= Tarefa 1 =
No trecho selecionado sobre a Linha 7-Rubi, quais empresas fizeram juntas o mapeamento de passivos ambientais em março de 2023?

= Trecho selecionado =
________

Por que a Linha 7-Rubi sofre com tantos deslizamentos de terra? Veja como isso pode impactar o Trem Intercidades

Ramal da CPTM conta com pelo menos 46 pontos de erosão, sendo mais da metade em estado severo. Concessionária TIC Trens assumirá operação no final do ano
Relevo complexo é desafio para o Trem Intercidades (Jean Carlos)
Relevo complexo é desafio para o Trem Intercidades (Jean Carlos)

A Linha 7-Rubi passou por uma situação preocupante no início de fevereiro após um deslizamento de terra interditar as vias na região do Túnel do Botujuru e danificar fortemente um dos trens que passavam pelo local.

Este evento, apesar de causar espanto, não é algo raro e, acredite, já estava mapeado há pelo menos um ano e meio antes do acidente ter ocorrido.

Com a implantação do Trem Intercidades, a futura concessionária TIC Trens terá que enfrentar um dos maiores dilemas da Linha 7-Rubi, a complexidade e instabilidade geológica dos terrenos que cercam a ferrovia.

O assunto é denso, sendo necessário explicar passo a passo o que são as áreas de risco da Linha 7-Rubi, o motivo das ocorrências de deslizamento e como será possível evitar novas tragédias ambientais.

Trem da Série 9500 na estação Francisco Morato (Jean Carlos/SP Sobre Trilhos)

Sobre os pontos mapeados

Em março de 2023, a CPTM juntamente com a MRS, operadora de carga, e a JGP, licenciadora ambiental, fizeram o mapeamento de passivos ambientais da Linha 7-Rubi.

Um passivo ambiental é uma ocorrência de inadequação às normas ambientais que geraram ou poderão gerar danos às áreas afetadas. As empresas responsáveis pelo empreendimento têm a obrigação de sanar os passivos evitando problemas futuros.

________

= Material fornecido =
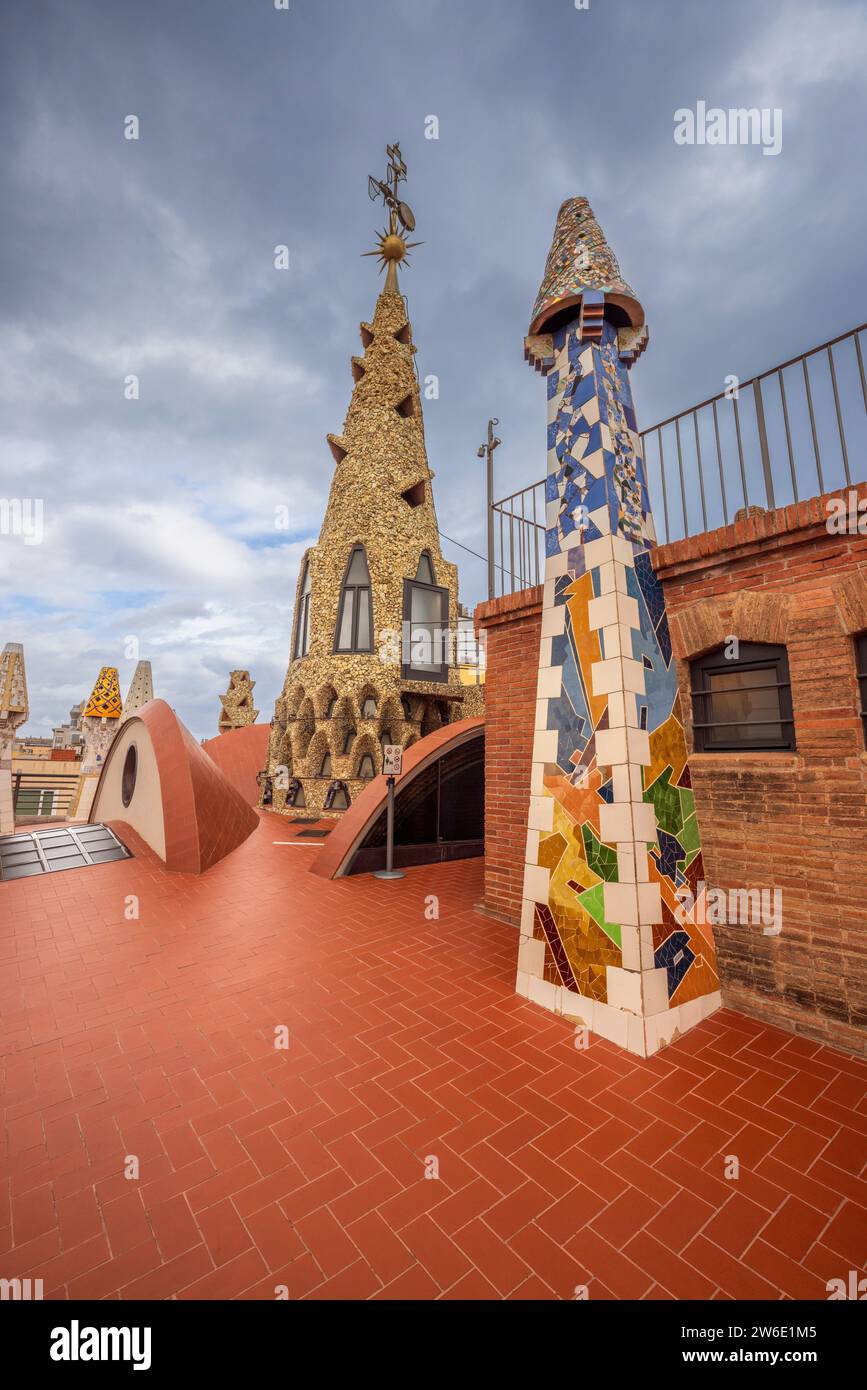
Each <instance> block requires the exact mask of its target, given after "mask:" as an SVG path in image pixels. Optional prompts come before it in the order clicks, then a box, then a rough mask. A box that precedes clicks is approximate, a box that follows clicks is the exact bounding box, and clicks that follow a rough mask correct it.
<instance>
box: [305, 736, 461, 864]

________

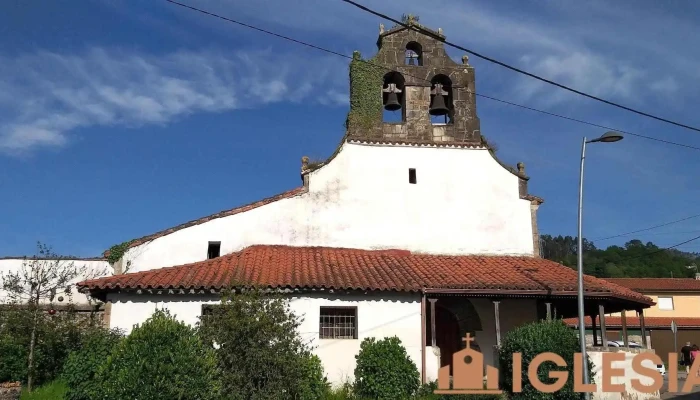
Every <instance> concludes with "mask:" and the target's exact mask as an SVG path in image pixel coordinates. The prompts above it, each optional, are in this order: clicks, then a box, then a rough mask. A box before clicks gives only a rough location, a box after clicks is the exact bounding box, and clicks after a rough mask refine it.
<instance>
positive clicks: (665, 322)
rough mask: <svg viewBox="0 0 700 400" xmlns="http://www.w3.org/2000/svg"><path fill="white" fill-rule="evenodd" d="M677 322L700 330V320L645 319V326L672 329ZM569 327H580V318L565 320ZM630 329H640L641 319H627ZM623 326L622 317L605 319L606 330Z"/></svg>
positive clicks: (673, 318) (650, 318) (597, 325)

________

= Tarefa 2 =
Conte as linhas da listagem em que aparece a palavra "positive", levando em conta maiúsculas e minúsculas. Responda apenas com o número.

= Resposta esperada 1 =
CPTM, MRS e JGP.

= Resposta esperada 2 =
2